→ Objective
Rewrite all the items below, substituting "dot" for every "marker" and leaving everything else unchanged. Omit the pictures.

Coordinate annotation items
==============================

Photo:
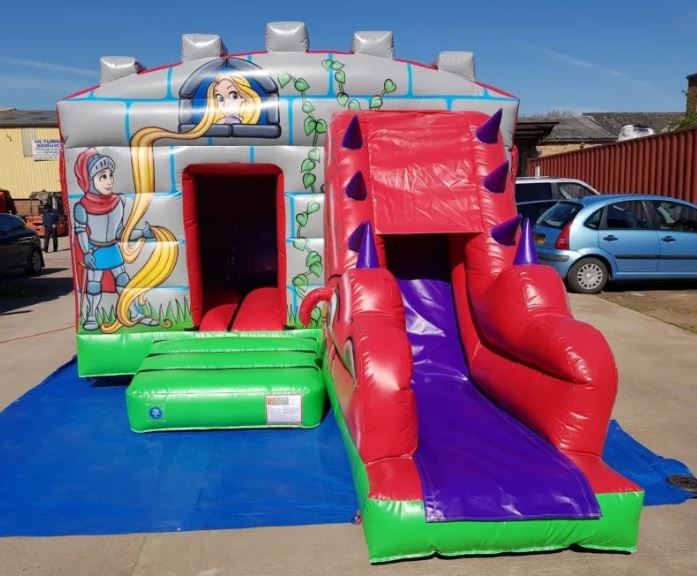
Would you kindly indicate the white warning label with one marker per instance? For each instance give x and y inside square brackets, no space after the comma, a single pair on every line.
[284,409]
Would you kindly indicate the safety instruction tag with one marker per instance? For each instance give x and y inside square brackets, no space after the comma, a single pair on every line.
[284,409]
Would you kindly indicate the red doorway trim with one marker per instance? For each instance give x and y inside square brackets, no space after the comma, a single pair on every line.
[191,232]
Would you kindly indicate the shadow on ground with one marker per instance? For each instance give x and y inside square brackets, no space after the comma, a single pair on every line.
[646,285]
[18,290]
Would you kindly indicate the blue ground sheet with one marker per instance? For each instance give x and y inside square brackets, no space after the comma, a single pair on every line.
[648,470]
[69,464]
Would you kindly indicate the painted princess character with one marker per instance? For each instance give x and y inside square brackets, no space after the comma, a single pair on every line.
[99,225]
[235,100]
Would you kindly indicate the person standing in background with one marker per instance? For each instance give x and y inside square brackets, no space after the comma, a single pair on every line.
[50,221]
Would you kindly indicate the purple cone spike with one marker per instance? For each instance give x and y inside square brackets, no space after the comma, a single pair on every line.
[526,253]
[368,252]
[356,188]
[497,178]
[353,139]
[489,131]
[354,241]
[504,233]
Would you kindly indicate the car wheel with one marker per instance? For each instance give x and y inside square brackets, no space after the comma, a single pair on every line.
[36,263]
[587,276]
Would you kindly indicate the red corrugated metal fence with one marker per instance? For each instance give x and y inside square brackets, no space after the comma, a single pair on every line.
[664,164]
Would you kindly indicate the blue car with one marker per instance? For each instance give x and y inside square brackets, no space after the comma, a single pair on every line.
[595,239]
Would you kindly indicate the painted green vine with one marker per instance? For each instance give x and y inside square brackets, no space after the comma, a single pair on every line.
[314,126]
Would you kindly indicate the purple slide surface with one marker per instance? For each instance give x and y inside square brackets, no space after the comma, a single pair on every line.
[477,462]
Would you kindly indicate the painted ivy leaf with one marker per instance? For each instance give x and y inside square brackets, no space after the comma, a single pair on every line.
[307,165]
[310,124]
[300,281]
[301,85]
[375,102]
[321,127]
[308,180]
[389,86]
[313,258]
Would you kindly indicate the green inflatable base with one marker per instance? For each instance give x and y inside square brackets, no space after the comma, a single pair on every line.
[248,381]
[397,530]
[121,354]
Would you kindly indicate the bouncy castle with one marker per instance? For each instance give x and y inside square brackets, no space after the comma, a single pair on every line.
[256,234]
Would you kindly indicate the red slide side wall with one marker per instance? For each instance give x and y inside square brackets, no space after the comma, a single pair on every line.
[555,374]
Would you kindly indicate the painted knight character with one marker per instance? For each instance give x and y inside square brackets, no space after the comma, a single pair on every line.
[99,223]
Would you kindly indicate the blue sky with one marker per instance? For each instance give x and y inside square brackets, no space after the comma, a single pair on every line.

==============================

→ Exercise answer
Photo:
Would you kindly indicate the white warning label with one dot per instance? For each instance give x and y inside square brackets, no space after the comma, a single pair on every line.
[284,409]
Would you kindly indicate the safety instruction tag with one dot per instance? For each instance give x and y inside square brackets, no space after the comma, a single pair on every line.
[284,409]
Would you kindly indicate the red doorway trim with one dot per instance? For each instance give x and y inside square brackets, no space after the comma, a single pair on every line.
[191,232]
Would you kindly indicate the shadow on ground with one dot per instance? For each instance give x and y inside square brackets, no space after the comma, a single pair on every line.
[646,285]
[18,290]
Would you kindly indicate the blue ground sheet with one dot per instance? For each instance give x and y inside square brackets, no space after the comma, a single pair on every line.
[648,470]
[69,464]
Would you kindly indicate the painted princess character with one dot per instance? For each instance give x and y inside square brackets, no space after the comma, a single pair on every line.
[99,225]
[235,100]
Would you kindly indicate the person standing in background with one dot per instance? For each instance give x and y inside square brackets, no space after the comma, a single pair on every line.
[50,221]
Would you kindly indicate the purple cone spike with one dot per instance? For each instance give x and y inside square brackets, no space after the comma, a single pair on every line.
[526,253]
[368,252]
[356,188]
[497,178]
[353,139]
[489,131]
[354,241]
[504,233]
Would you kindly indicate the car wheel with one dot per instance? For each instance give x and y inside square brackets, no space after the comma, a single pair on every line.
[36,263]
[587,276]
Would you kindly indicate the red corrugated metal fence with one dot per instance? For each instance give x and y inside square brackets, no space after the comma, a single pair on every line.
[664,164]
Would you kindly indicate the blue car with one dot per instance? For each instance give x and y inside square brackets, no space after the comma, a single pair on every line.
[595,239]
Would you kindly indicate the painted green vine with one dot per instance? For each instance give x and y inside square brackets, no space after the comma, a single pair on every line.
[314,126]
Would you kindly indicate the purple slide surface with one dot per instance? For each instance give x and y inside square brackets, no space after the comma, a single pair on every line.
[477,462]
Would you kindly indicate the painted ivy leaf with one dot per instance? For each instance give x and y inside square brackets, no space after the comma, a single pair on every line.
[307,165]
[310,124]
[300,281]
[301,85]
[375,102]
[321,127]
[308,180]
[389,86]
[313,258]
Would you kindly indicate the green inflatable base with one dot per instance? For each instance give x and y inside square brackets, no space after the comma, a single pair on every line.
[248,381]
[397,530]
[121,354]
Would you kindly indicate the bouncy castle with one dot per instance? For each instance give x and y inside square brackets, no space after the comma, a single pair on every line.
[256,234]
Would you kindly indicate the red slide side wall with one dot per instance? For each instance give x and y inside square brackets, no space after the comma, a single pair on every line.
[555,374]
Would you kindly indicate the painted knight character with one dot per instance? For each instance give x and y inside square brackets, no space after the comma, a single pair on every line.
[99,223]
Would you kindly indicate the blue sky with one dot per instance? For each instance give x and y inside square brackets, no space after the comma, a single pair on every line.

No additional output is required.